START QUOTED PASSAGE

Should the block-iterator protocol be distinct from the current iterator protocol? Phillip J. Eby campaigned for this, suggesting that by treating them as two separate protocols, block-iterators could be prevented from accidentally being used in for-loops where their cleanup code would be silently omitted. Having two separate protocols would also allow objects to implement both protocols if appropriate, e.g. perhaps sometimes file objects should close themselves, and sometimes they shouldn't. Guido seemed inclined to instead merge the two protocols, allowing block-iterators to be used in both for-statements and block-statements, saying that the benefits of having two very similar but distinct protocols were too small.

What syntax should block-statements use? This one was still undecided, with dozens of different keywords having been proposed. Syntaxes that did not seem to have any major detractors at the time this summary was written:

  • EXPR as NAME: BLOCK
  • @EXPR as NAME: BLOCK
  • in EXPR as NAME: BLOCK
  • block EXPR as NAME: BLOCK
  • finalize EXPR as NAME: BLOCK

Contributing threads:

[SJB]

A switch statement

The switch statement (a la PEP 275) came up again this month, as a spin-off (wasn't everything?) of the PEP 340 discussion. The main benefit of such a switch statement is avoiding Python function calls, which are very slow compared to branching to inlined Python code. In addition, repetition (the name of the object being compared, and the comparison operator) is avoided. Although Brian Beck contributed a switch cookbook recipe, the discussion didn't progress far enough to make any changes or additions to PEP 275.

END QUOTED PASSAGE
START RAW DATA

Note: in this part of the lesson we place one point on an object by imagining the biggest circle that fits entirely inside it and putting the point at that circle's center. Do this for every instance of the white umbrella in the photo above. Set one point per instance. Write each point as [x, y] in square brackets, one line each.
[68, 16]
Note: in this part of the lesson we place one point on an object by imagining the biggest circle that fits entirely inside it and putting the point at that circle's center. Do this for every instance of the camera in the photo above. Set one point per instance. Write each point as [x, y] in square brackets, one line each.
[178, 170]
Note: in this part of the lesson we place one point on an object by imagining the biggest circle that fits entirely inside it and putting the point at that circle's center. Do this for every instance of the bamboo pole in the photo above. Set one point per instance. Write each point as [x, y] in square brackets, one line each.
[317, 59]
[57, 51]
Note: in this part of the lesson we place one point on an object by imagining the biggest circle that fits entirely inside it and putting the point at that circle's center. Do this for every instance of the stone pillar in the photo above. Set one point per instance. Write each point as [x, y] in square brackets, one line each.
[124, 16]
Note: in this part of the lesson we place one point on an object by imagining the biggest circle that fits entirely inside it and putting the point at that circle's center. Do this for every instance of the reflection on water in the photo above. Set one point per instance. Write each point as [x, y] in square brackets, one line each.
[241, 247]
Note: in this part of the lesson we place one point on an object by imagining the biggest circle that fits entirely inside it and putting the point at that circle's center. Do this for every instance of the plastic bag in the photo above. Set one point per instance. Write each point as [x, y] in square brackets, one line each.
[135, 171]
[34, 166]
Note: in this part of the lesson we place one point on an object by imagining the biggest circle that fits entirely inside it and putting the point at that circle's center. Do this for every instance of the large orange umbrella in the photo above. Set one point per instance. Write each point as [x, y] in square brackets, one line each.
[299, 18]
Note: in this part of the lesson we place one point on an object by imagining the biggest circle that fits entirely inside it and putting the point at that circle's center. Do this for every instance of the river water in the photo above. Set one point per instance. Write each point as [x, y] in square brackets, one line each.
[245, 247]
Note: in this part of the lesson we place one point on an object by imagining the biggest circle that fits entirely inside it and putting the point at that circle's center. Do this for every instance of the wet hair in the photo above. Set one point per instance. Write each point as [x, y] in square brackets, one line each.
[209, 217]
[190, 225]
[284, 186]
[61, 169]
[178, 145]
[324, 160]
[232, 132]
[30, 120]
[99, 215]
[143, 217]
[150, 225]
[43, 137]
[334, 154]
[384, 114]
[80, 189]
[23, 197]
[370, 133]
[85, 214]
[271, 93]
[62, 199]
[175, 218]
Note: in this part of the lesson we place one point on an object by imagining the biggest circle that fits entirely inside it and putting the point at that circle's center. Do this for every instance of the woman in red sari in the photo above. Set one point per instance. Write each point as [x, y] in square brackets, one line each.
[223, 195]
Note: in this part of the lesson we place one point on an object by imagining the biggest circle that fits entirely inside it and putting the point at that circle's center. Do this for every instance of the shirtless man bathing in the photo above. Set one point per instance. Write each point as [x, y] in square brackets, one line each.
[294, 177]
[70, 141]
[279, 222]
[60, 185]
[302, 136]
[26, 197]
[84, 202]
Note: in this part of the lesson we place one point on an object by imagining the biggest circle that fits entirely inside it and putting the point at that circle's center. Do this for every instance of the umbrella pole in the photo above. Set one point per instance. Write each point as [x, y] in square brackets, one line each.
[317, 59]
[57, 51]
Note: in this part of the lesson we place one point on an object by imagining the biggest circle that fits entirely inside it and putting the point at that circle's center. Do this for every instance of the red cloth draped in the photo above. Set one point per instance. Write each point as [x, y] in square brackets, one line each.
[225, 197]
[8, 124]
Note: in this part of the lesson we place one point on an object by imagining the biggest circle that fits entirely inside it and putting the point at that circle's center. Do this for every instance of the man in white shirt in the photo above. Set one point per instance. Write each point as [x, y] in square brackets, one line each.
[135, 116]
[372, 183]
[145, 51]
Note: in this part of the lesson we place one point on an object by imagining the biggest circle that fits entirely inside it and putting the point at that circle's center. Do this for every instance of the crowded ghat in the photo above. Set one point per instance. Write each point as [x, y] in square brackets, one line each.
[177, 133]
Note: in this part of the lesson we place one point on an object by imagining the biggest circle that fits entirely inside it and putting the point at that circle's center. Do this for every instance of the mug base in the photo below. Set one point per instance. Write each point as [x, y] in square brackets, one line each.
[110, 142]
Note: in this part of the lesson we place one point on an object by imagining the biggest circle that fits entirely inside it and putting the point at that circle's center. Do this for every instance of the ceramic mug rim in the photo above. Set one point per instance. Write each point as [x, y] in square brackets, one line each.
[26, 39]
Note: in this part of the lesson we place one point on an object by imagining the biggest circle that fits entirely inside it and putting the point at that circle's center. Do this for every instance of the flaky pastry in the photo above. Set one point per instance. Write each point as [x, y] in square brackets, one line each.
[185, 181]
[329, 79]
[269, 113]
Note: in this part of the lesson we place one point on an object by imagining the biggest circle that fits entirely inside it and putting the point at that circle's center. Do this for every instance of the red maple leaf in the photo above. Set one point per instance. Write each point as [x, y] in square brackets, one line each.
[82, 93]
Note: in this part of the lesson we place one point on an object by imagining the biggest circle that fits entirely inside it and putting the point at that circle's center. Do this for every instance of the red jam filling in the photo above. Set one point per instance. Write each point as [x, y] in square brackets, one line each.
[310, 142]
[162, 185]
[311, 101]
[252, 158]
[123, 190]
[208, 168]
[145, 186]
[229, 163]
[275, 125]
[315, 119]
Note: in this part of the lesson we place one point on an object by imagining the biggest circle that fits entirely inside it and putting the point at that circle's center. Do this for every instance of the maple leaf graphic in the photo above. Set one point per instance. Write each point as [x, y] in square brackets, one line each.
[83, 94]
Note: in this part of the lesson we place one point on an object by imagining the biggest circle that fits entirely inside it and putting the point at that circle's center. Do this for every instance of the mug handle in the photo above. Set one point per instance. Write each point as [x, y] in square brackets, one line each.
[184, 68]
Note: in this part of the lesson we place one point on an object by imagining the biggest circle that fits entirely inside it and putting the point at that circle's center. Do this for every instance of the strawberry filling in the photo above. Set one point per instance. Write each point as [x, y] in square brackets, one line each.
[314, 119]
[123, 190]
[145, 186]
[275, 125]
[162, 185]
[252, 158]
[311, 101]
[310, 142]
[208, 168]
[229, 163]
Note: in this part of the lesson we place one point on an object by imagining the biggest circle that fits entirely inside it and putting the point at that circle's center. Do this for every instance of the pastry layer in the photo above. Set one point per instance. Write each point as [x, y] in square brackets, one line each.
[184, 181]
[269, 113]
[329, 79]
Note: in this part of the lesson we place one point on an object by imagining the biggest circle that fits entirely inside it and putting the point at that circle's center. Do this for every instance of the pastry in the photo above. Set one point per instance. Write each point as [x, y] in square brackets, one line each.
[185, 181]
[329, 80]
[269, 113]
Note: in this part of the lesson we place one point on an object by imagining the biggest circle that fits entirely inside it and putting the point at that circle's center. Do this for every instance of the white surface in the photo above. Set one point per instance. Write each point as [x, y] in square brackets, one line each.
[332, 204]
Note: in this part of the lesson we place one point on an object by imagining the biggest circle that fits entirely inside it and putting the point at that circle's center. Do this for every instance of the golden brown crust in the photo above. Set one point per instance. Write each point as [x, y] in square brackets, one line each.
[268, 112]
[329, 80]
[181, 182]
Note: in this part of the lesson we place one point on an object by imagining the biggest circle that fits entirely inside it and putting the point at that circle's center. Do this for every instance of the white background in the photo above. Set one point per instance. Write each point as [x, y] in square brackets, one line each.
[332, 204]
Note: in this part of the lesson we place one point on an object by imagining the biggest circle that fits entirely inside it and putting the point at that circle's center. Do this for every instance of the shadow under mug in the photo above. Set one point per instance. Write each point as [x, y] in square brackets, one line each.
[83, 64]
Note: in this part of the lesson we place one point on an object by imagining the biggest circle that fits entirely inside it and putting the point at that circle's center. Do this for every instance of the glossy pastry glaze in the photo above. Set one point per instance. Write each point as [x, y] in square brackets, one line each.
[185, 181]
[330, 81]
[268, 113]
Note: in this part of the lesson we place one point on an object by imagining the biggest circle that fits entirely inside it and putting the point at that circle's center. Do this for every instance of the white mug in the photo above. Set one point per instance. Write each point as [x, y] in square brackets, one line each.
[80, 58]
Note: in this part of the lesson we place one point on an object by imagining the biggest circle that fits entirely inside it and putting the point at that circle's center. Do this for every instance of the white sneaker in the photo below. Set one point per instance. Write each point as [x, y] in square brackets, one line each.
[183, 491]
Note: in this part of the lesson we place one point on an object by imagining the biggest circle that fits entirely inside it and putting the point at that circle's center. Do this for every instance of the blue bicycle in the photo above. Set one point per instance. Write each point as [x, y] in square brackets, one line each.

END RAW DATA

TASK TO CARRY OUT:
Could you write out the whole passage on block-iterators and the switch statement, word for word? The material is separate from the passage on block-iterators and the switch statement.

CORRECT RESULT:
Should the block-iterator protocol be distinct from the current iterator protocol? Phillip J. Eby campaigned for this, suggesting that by treating them as two separate protocols, block-iterators could be prevented from accidentally being used in for-loops where their cleanup code would be silently omitted. Having two separate protocols would also allow objects to implement both protocols if appropriate, e.g. perhaps sometimes file objects should close themselves, and sometimes they shouldn't. Guido seemed inclined to instead merge the two protocols, allowing block-iterators to be used in both for-statements and block-statements, saying that the benefits of having two very similar but distinct protocols were too small.

What syntax should block-statements use? This one was still undecided, with dozens of different keywords having been proposed. Syntaxes that did not seem to have any major detractors at the time this summary was written:

  • EXPR as NAME: BLOCK
  • @EXPR as NAME: BLOCK
  • in EXPR as NAME: BLOCK
  • block EXPR as NAME: BLOCK
  • finalize EXPR as NAME: BLOCK

Contributing threads:

[SJB]

A switch statement

The switch statement (a la PEP 275) came up again this month, as a spin-off (wasn't everything?) of the PEP 340 discussion. The main benefit of such a switch statement is avoiding Python function calls, which are very slow compared to branching to inlined Python code. In addition, repetition (the name of the object being compared, and the comparison operator) is avoided. Although Brian Beck contributed a switch cookbook recipe, the discussion didn't progress far enough to make any changes or additions to PEP 275.